**What is expected**
Rewrite the listing from its start through the line that contains "0;506;590;747" with every "Confirm" swapped for "Verify" and nothing else altered. Leave the pictures out of your answer.
• • • • •
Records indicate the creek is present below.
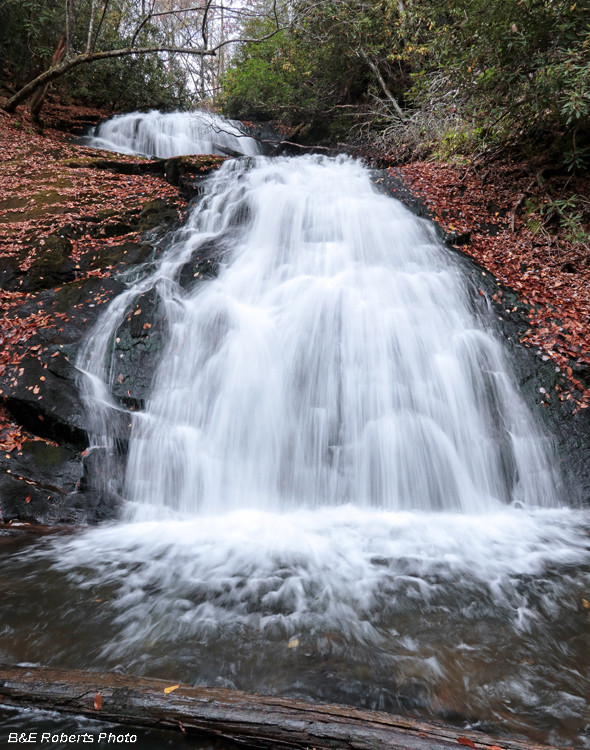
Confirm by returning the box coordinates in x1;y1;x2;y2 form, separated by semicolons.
0;114;590;747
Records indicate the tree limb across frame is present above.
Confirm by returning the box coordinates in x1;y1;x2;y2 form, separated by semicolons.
2;0;288;113
0;665;551;750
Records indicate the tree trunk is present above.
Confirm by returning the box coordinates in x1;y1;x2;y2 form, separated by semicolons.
29;34;66;125
360;49;404;120
0;665;550;750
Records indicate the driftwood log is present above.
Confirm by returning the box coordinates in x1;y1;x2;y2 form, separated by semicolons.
0;665;560;750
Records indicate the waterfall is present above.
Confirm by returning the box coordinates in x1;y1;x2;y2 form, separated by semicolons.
90;111;260;159
78;156;557;514
9;138;590;747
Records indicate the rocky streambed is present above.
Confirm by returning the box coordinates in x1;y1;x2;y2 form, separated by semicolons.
0;119;590;525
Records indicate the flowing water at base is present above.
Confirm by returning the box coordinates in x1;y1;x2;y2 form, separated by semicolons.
0;157;590;748
0;506;590;747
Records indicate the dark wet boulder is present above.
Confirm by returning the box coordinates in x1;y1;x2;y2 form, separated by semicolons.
178;257;219;289
0;351;88;448
111;289;166;410
25;236;77;292
0;440;82;524
0;256;23;291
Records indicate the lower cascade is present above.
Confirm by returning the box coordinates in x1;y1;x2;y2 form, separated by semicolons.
0;156;590;748
79;157;558;513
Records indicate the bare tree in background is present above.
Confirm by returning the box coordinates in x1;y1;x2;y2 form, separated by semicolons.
3;0;288;116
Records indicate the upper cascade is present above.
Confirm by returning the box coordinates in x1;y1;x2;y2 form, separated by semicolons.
90;110;261;159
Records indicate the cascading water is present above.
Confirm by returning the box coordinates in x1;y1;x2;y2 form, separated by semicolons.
90;111;260;159
79;157;557;513
0;132;590;748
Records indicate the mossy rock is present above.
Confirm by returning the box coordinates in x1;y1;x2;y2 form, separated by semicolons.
26;235;76;292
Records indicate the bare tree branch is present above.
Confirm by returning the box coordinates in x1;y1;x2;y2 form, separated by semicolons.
2;22;287;112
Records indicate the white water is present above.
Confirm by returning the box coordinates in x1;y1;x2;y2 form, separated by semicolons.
61;148;590;747
90;111;260;159
79;157;557;513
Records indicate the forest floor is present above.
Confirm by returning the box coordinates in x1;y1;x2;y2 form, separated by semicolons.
388;154;590;412
0;104;224;457
0;104;590;454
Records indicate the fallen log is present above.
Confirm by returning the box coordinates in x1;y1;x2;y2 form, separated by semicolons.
0;665;548;750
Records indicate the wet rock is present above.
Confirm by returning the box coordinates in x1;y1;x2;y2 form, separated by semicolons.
0;257;22;291
446;232;471;245
373;170;590;507
111;289;165;410
0;441;82;524
178;257;219;289
137;198;178;232
26;236;77;292
0;352;88;448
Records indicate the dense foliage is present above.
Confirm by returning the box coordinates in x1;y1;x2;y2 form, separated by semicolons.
222;0;590;160
0;0;187;110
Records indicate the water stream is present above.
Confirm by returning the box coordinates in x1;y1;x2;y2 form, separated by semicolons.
90;111;260;159
0;120;590;747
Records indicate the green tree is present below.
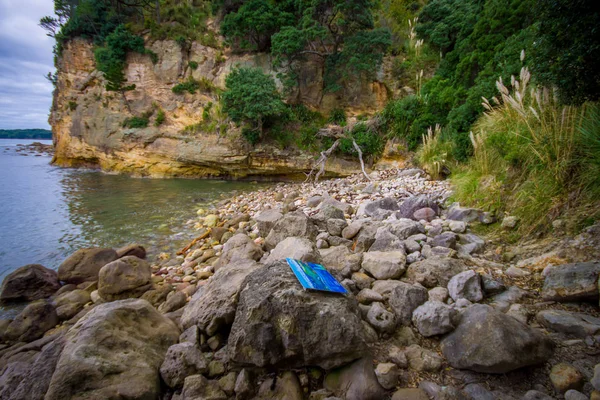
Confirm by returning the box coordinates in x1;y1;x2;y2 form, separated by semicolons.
222;67;286;137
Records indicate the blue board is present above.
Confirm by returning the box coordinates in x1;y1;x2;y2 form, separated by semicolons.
286;258;348;293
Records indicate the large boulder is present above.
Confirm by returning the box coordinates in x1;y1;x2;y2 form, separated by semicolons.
254;208;283;237
45;299;179;400
542;261;600;302
396;195;440;218
227;261;367;369
406;257;467;288
214;233;263;271
266;237;322;264
265;211;318;250
181;260;260;336
4;300;58;342
323;358;385;400
388;282;429;325
441;304;553;374
362;251;406;279
98;256;152;301
0;264;60;301
58;248;119;284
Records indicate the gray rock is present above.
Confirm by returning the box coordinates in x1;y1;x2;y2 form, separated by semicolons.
429;232;458;249
404;344;443;372
58;248;118;284
45;299;179;400
396;195;439;218
375;363;400;390
535;310;600;339
388;282;428;325
181;260;260;336
412;301;454;337
0;264;60;301
160;342;208;388
406;257;467;288
214;233;264;272
441;304;552;374
265;237;323;264
226;262;366;369
367;302;396;333
265;211;318;250
4;300;59;342
254;208;283;237
98;256;152;301
542;262;600;302
446;205;481;222
323;358;385;400
362;251;406;279
257;371;304;400
448;270;483;303
181;375;227;400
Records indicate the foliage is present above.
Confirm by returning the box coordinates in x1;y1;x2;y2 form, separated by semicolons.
531;0;600;104
123;115;149;128
453;68;600;232
222;67;286;135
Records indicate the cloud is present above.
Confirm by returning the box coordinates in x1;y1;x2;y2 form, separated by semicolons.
0;0;54;129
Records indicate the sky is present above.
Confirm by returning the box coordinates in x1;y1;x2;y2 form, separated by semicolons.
0;0;54;129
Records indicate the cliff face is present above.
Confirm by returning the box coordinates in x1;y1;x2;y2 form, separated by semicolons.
50;39;387;178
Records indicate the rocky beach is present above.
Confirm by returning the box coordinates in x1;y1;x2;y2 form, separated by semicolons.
0;169;600;400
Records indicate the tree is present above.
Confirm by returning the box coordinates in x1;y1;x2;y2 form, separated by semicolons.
222;67;286;137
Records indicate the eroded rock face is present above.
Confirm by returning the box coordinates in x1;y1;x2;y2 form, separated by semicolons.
0;264;60;301
181;260;260;336
45;299;180;400
58;248;119;284
228;262;366;369
441;304;553;374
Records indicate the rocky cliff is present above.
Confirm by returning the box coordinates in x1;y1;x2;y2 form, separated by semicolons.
50;39;387;178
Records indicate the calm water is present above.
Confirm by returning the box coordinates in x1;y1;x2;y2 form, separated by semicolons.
0;139;264;284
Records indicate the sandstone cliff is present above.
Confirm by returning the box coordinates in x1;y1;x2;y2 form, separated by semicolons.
50;39;387;178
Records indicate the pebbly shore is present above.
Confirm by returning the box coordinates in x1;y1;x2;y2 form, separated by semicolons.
0;169;600;400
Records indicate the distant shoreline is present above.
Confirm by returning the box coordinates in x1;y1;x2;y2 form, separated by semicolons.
0;129;52;140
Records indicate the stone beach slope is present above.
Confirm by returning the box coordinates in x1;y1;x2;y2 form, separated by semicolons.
0;169;600;400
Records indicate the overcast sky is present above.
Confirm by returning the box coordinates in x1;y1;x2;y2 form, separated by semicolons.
0;0;54;129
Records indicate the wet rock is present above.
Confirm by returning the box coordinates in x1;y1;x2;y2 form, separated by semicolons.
542;262;600;302
265;237;323;264
181;260;260;336
4;300;58;342
0;264;60;301
265;212;318;250
396;195;439;220
214;233;264;272
448;270;483;303
446;205;481;222
45;299;179;400
362;251;406;279
550;363;585;393
375;363;400;390
404;344;443;372
160;342;208;388
98;256;152;301
441;304;553;373
412;301;454;337
229;262;366;369
116;244;146;260
367;302;396;333
388;282;428;325
406;257;467;288
58;248;119;284
257;371;304;400
181;375;227;400
323;358;385;400
535;310;600;339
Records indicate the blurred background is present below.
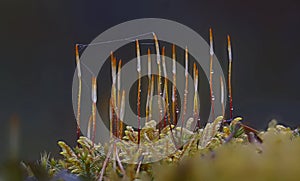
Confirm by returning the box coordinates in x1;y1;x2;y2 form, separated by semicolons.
0;0;300;162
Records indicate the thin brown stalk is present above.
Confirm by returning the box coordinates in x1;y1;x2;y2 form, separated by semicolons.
220;76;225;118
75;44;82;139
92;77;97;144
119;90;125;138
136;40;141;144
149;75;154;121
227;35;233;119
153;33;163;133
109;98;114;138
172;44;177;126
111;53;118;135
86;115;93;139
161;47;169;128
180;47;189;141
146;48;151;122
209;28;215;120
194;63;200;127
116;59;122;138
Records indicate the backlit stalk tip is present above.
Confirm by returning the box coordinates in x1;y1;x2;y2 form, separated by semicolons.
92;77;97;103
135;40;141;72
209;28;214;55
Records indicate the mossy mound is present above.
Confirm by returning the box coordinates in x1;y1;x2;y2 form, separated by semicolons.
11;117;300;181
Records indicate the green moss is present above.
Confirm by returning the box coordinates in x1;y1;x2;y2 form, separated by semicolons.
23;117;300;180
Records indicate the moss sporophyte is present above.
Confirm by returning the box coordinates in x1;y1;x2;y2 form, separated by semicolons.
22;29;300;180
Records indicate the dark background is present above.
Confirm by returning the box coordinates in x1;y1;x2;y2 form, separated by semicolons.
0;0;300;161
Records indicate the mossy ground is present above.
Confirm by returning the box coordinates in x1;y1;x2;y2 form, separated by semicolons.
4;119;300;181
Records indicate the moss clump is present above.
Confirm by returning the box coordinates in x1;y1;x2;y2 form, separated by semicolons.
24;117;300;180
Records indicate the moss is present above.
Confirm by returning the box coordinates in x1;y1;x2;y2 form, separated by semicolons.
22;117;300;180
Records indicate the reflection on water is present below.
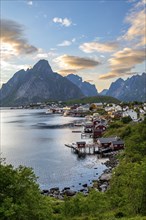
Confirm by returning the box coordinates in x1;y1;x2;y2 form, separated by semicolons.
1;109;105;190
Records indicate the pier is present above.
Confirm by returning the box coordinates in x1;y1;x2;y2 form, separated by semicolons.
65;141;99;155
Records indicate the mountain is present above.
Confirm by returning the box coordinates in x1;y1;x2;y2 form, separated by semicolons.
66;74;98;97
106;73;146;102
99;89;108;95
0;60;84;106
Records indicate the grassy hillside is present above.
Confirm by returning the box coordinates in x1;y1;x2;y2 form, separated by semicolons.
65;95;120;105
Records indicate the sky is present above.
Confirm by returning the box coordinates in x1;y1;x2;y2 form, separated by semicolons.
0;0;146;92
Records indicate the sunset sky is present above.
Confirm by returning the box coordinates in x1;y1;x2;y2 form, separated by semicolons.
0;0;146;92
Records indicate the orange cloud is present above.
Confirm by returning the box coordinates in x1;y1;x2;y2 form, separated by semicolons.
79;42;119;53
0;19;38;57
99;48;146;79
54;54;100;74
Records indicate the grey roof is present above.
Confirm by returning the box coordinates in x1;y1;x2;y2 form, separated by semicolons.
112;140;124;144
98;137;121;144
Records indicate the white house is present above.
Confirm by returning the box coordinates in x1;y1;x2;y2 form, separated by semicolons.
123;109;138;121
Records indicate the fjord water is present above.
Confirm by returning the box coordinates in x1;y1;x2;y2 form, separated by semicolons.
1;109;106;190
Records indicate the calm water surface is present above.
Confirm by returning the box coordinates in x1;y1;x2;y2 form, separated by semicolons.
1;109;106;190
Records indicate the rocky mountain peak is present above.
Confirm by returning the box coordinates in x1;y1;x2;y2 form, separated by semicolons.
33;59;53;72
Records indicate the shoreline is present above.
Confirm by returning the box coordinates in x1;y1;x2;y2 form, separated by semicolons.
41;151;119;200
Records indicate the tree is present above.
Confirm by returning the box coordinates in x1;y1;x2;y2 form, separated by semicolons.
0;163;52;220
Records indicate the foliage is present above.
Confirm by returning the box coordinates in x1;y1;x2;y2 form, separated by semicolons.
64;95;120;105
0;163;52;220
121;116;132;124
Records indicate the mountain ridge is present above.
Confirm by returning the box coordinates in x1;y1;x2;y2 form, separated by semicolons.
66;74;98;97
0;60;84;106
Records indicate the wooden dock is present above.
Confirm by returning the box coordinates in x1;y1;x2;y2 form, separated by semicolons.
65;143;99;155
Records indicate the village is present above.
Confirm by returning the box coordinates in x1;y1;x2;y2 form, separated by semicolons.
12;101;146;156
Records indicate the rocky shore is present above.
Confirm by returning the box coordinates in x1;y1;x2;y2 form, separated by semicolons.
41;151;119;200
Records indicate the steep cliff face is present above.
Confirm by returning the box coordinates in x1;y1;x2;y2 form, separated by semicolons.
0;60;83;106
66;74;98;96
106;73;146;102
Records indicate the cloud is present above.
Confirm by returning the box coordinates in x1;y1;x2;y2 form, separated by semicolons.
99;48;146;79
0;19;37;58
57;69;78;76
27;1;33;5
123;0;146;46
57;40;72;47
57;38;76;47
54;54;100;73
79;42;119;53
53;17;72;27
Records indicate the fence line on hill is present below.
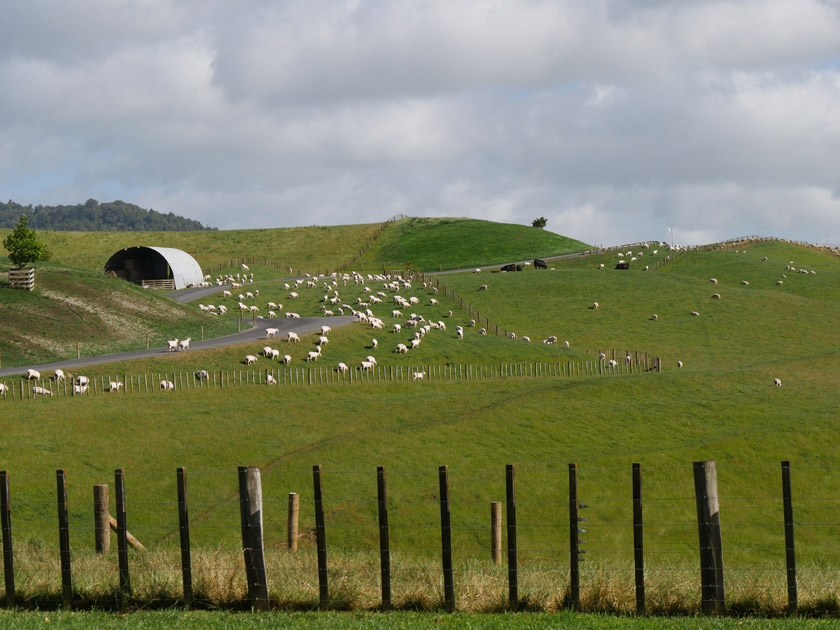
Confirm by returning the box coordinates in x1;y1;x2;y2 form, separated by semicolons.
0;349;661;400
0;460;838;615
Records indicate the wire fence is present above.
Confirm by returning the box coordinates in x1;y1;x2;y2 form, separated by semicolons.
0;462;840;615
0;349;661;401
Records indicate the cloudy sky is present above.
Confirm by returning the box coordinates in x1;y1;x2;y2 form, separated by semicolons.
0;0;840;245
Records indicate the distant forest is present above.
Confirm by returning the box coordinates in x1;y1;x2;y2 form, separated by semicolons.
0;199;218;232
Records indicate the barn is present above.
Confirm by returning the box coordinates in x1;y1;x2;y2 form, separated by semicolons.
• • • • •
**Expected answer**
Records indicate the creek is present below.
Verify by returning the box coordinates in x1;y1;x2;y2 form, separated by semicolons.
0;114;590;747
Records indicate the tree limb across frame is present above.
Verify by returning the box coordinates in x1;y1;x2;y2 form, separated by semicolons.
2;0;288;113
0;665;551;750
Records indicate the tree trunk is present above.
Verify by returning the box coordinates in x1;y1;x2;y2 form, separated by semicolons.
29;34;66;125
360;49;404;120
0;665;550;750
Records indicate the driftwood log is present above.
Verify by returning the box coordinates in x1;y1;x2;y2 form, separated by semicolons.
0;665;560;750
Records indicate the waterfall is present above.
Verify by returning the box coordinates in x1;y1;x2;y2 form, separated by semicolons.
90;111;260;159
78;156;557;514
9;138;590;747
Records indicate the rocky streambed is present above.
Verify by returning the box coordinates in x1;y1;x2;y2 form, separated by semicolons.
0;119;590;525
Records indicate the flowing water at base is present above.
Verify by returning the box coordinates in x1;y1;x2;y2 form, separated by semicolons.
0;157;590;748
0;506;590;747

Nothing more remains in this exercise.